═══ Material provided ═══

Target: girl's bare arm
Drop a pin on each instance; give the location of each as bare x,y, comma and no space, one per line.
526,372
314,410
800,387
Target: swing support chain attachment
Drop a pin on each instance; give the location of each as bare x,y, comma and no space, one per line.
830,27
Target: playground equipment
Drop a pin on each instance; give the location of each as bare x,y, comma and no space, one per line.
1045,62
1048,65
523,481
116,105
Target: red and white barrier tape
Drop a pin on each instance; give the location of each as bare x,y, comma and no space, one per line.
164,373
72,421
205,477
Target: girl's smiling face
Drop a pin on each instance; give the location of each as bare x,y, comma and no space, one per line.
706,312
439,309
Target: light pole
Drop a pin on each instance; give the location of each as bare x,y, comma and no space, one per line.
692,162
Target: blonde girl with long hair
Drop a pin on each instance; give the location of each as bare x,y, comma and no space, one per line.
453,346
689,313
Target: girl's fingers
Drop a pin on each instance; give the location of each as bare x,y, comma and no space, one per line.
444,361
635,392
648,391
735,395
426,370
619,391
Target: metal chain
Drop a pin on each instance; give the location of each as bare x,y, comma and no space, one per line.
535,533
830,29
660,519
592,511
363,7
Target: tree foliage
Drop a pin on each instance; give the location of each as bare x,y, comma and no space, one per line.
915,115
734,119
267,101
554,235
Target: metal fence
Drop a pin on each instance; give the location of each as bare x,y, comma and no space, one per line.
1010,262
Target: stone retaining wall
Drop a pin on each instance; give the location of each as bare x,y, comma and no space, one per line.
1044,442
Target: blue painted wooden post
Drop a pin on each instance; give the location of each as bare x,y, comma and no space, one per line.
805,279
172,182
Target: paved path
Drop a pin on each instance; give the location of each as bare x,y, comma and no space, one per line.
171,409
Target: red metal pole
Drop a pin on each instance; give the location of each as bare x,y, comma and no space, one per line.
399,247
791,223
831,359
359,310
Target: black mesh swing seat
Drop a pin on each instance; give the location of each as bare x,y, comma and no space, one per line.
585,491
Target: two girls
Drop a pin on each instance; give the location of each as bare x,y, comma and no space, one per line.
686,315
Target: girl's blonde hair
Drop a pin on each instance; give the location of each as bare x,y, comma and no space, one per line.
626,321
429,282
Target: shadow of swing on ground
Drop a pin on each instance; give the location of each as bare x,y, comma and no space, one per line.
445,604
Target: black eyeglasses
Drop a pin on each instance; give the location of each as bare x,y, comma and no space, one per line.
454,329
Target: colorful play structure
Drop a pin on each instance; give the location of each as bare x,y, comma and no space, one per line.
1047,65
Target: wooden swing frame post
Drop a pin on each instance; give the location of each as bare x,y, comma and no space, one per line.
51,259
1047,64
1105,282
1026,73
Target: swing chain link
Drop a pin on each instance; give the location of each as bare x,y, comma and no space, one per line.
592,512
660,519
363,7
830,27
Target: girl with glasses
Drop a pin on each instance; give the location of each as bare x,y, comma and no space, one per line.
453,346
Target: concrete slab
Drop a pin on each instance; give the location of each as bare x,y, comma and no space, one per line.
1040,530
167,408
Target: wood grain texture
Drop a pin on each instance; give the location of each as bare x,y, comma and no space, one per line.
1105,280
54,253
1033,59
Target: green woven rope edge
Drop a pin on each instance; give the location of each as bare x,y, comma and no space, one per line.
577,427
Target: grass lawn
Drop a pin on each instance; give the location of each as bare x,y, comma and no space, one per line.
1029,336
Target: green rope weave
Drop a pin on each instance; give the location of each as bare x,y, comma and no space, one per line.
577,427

═══
═══ Material provided ═══

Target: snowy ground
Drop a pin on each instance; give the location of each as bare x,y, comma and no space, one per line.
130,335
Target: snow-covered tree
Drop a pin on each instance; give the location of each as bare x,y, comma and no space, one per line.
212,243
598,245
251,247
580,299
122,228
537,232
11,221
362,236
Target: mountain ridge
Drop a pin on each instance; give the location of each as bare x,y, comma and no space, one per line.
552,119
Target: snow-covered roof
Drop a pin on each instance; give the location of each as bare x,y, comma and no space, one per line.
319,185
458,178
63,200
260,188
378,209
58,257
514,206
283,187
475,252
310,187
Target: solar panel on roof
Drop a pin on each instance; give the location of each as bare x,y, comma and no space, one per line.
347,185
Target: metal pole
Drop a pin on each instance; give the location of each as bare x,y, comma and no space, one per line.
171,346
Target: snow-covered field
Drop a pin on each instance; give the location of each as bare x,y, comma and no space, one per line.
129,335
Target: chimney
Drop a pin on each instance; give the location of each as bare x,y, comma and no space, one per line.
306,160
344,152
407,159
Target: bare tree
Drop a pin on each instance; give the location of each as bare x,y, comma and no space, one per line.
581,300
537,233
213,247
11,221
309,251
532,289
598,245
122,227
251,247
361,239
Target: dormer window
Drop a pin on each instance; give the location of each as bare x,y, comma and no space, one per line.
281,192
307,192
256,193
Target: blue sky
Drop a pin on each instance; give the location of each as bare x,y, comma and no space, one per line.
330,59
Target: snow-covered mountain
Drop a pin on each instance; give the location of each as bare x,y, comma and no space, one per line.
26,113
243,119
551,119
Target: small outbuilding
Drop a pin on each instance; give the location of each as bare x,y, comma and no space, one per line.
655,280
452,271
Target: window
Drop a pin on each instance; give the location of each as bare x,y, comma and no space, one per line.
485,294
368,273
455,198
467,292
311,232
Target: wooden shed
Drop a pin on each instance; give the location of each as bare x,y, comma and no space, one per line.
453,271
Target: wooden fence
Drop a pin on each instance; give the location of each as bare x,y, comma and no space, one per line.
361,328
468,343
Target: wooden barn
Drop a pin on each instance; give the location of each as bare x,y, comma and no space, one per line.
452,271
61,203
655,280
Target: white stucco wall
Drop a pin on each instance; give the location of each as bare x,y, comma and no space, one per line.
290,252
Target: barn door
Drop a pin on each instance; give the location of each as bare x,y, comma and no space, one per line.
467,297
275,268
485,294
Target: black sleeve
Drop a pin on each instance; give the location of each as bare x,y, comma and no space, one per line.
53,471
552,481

═══
═══ Material provided ═══

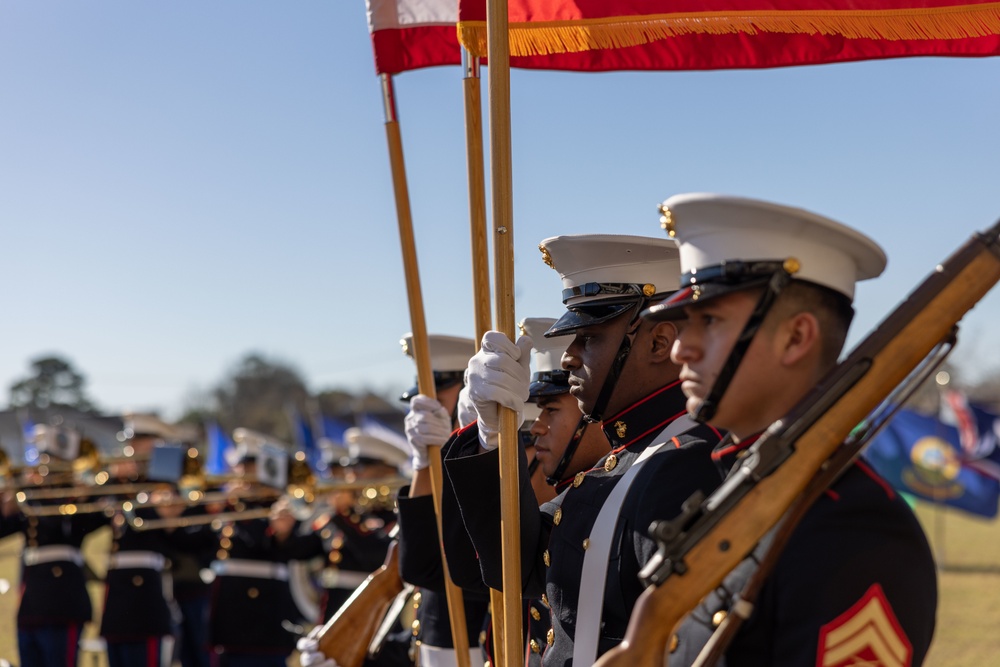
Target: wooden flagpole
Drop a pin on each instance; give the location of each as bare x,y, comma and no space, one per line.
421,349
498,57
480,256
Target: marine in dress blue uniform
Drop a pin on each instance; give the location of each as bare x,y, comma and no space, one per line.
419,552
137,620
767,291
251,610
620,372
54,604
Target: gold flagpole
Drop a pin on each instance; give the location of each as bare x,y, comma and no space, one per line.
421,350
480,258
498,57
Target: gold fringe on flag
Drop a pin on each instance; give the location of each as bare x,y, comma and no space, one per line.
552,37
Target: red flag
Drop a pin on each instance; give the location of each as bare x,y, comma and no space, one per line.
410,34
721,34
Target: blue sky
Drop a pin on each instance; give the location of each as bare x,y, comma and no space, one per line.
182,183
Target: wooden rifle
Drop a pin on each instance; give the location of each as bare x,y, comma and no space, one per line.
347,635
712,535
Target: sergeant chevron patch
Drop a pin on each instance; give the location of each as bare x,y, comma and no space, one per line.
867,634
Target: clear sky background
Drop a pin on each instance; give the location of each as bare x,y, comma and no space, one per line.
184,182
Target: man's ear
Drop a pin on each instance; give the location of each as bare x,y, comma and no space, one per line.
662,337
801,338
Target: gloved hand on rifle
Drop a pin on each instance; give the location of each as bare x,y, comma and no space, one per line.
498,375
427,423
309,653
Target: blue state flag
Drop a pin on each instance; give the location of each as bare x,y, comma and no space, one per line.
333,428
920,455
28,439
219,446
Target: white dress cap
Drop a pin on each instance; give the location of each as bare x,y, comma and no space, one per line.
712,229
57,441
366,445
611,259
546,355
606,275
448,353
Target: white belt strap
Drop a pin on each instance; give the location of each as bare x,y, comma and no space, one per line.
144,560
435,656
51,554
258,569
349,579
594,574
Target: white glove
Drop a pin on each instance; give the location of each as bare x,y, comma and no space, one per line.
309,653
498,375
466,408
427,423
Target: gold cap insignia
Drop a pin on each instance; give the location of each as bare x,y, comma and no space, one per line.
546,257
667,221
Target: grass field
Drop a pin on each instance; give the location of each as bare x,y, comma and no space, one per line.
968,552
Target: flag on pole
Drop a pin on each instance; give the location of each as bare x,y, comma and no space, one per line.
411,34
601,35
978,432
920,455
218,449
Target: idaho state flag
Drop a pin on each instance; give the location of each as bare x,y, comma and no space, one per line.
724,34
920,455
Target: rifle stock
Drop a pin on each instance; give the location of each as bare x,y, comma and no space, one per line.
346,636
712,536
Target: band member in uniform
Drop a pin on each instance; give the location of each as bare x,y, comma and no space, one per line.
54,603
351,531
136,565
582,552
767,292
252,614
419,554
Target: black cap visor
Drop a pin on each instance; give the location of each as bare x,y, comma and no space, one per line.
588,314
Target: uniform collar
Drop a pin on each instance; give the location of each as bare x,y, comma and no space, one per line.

═══

Problem statement: Find every line in the items above that contains the word "uniform", and copy each such line in full.

Output for this exercise:
Target: marine in dress blue uniform
Target: band member in uniform
Target: uniform collar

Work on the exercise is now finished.